** Text provided follows **

Letters to Holly

Thursday, September 17

Bruuuuuuuuuuce

According to the Census Bureau the midwest stretches from North Dakota to Iowa to Michigan. Fuck. I owned up to it on the drive to Greenville last night. I confessed I will not look up its definition of Texas; I didn't want to lose two battles in one day.

I got home a little early, and, we zipped down the mountain to see Springsteen. We batted around ideas for your t-shirt, and I'll send you sketches this weekend. They aren't finalized notions, but they can spark brainstorming. I saw the seating chart for our tickets yesterday, and they were almost behind the stage near the roof. When we handed them to the last ticket checker, he took them and upgraded us to dead center. No one sat in our original section, and they squished the audience together to face the stage. We found ourselves sitting in the row of people who won tickets from local media outlets. The woman on my right just got her tickets a few hours earlier.

All I knew about Springsteen shows was that they are long and they are religious experiences. I'm not a big fan. Your Sis loves roots rockers like Bruce and Fogerty and Mellancamp. I know some of his songs and suffered through dily play on the classic rock station during my alt-weekly paper days. I suspect DJs play Born to Run when they need a bathroom break.

This was transcendent. We were buffeted by the music for three hours. They took the stage at 8:17 and left the stage at 11:07. They did not stop. There was no intermission. The encore has more than half an hour. Bruce accepts requests from the audience on handmade signs, and the band played the Stones' Satisfaction for what they claimed was the first time ever. It was the best version I've heard. In fact, every song last night was my favorite song. That band brings the gospel of rock and roll. It's a tent-revival meeting with 15,000 people screaming for three hours. I am beat up. Not as badly as I was after Nine Inch Nails, but still. I knew much more of his songs than I thought and sang as loudly as my lungs would let me. Your Sister couldn't stop smiling the entire time.

** End of Text provided **
** Material shown follows **

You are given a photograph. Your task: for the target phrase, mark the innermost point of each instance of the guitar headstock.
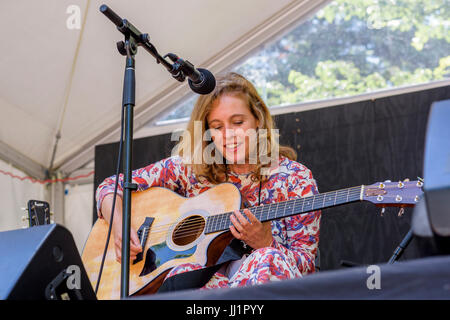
(394, 194)
(38, 213)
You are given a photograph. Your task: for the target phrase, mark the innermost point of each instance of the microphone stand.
(128, 48)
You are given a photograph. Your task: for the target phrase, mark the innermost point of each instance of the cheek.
(218, 141)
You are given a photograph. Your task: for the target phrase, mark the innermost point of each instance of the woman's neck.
(242, 168)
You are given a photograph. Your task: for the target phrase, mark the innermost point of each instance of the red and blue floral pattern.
(295, 239)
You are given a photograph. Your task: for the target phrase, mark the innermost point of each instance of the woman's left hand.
(253, 232)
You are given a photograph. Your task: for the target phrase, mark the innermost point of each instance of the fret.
(222, 222)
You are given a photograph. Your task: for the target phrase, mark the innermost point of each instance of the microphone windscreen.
(207, 84)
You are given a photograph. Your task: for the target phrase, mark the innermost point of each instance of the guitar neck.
(274, 211)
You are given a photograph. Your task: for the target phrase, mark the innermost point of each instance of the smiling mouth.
(232, 146)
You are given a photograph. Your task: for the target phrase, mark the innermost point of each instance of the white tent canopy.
(62, 76)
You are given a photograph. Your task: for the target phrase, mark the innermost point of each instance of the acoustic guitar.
(174, 230)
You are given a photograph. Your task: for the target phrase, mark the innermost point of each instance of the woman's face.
(232, 126)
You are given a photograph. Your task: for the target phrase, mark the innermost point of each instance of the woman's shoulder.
(293, 167)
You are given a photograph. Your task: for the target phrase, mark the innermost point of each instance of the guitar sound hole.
(188, 230)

** End of Material shown **

- To do: Reproduce the passage from the letter above, beginning at the words "Letters to Holly" and stopping after the words "in one day.".

- Task result:
Letters to Holly

Thursday, September 17

Bruuuuuuuuuuce

According to the Census Bureau the midwest stretches from North Dakota to Iowa to Michigan. Fuck. I owned up to it on the drive to Greenville last night. I confessed I will not look up its definition of Texas; I didn't want to lose two battles in one day.